◆ DOCUMENT SEGMENT:
-- Begin --
St Augustine of Hippo


Augustine of Hippo is probably the most significant figure in Western Christian thought.  Thomas Aquinas acknowledged his as his main teacher; both the Roman Catholic church and the churches of the Reformation hold Augustine as a major influence.  More recently, a very particular approach to Augustine has been taken by the ‘Radical Orthodoxy’ group of theolgians.  The books that have been written on Augustine are legion, the books that Augustine himself wrote are fairly lengthy!  So I am not going to offer you a thoroughgoing account of every aspect of Augustine’s life and thought.  Instead, I am going to look at a few important moments or themes in Augustine.  I hope that will be enough.

Let me begin with Augustine’s life.  Augustine was born on 13th November 354 at Thagaste, in modern day Algeria.  He was the son of Patritius, a city councilor and Monica.  Patritius was a pagan, only converting to Christianity shortly before his death; but Monica was a devout Christian.  It is hard to underestimate Monica’s importance in Augustine’s life.  Her persistence is one of the features of Augustine’s early life.  In times when infant baptism was unusual, Monica had the infant Augustine signed with the cross and entered as a catechumen.  She had high hopes for her clearly gifted son.  But Augustine did not live up to her hopes in his early life.  His childhood faith was submerged by what one of the historians of the period calls ‘adventures in sensuality.’[1]  At the age of 17 he took a concubine, to whom he was faithful until his mother’s efforts to marry him off brought the relationship to an end.  In 372, she bore him a son, Adeodatus (Given-by-God).  Monica wept for her son but was given a dream that suggested that Augustine would turn out alright.  This was confirmed by a priest who advised Monica, ‘let him alone … and only pray to the Lord for him: he himself by reading will discover his error.’[2] 


Augustine was educated in literature, and this too contributed to the decline of his faith.  He found the Bible, and especially the Old Testament, inferior to Latin classics.  But he remained someone who had a profoundly religious streak, and so became a member of the Manichaean sect.  The Manichees rejected the Old Testament, and seemed to offer reason where the church only offered authority.  Manichaeism offered a view of the world as lesser, and even evil.  It rejected the Old Testament largely due to the positive view that the Bible takes of the creation.  Jesus has a place, but Mani himself was seen as the Paraclete, promised by Jesus, to reveal all truth.  Augustine converted several of his friends to Mani’s religion and became a ‘hearer’, a second level member (and crucially one not required to become celibate).
-- End --
◆ THE TASKS:
a: Translate this sentence from the passage on Augustine into Spanish: "Augustine was born on 13th November 354 at Thagaste, in modern day Algeria."
b: For each statement, say whether the passage on Augustine agrees with it. Answer yes or no, and quote the words from the passage that decide it.
(i) Augustine's father was a Christian for his whole life.
(ii) Augustine's son was named Adeodatus.
(iii) As a 'hearer' among the Manichees, Augustine had to be celibate.
c: According to the passage on Augustine, what did Augustine find inferior to Latin classics?

◆ DATASET CONTENT:
-- Begin --
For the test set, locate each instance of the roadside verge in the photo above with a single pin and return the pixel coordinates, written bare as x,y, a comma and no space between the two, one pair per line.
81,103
-- End --
◆ OUTPUTS:
a: Agustín nació el 13 de noviembre de 354 en Tagaste, en la actual Argelia.

b:
(i) No: "Patritius was a pagan, only converting to Christianity shortly before his death"
(ii) Yes: "she bore him a son, Adeodatus (Given-by-God)"
(iii) No: "a second level member (and crucially one not required to become celibate)"

c: The Bible, especially the Old Testament.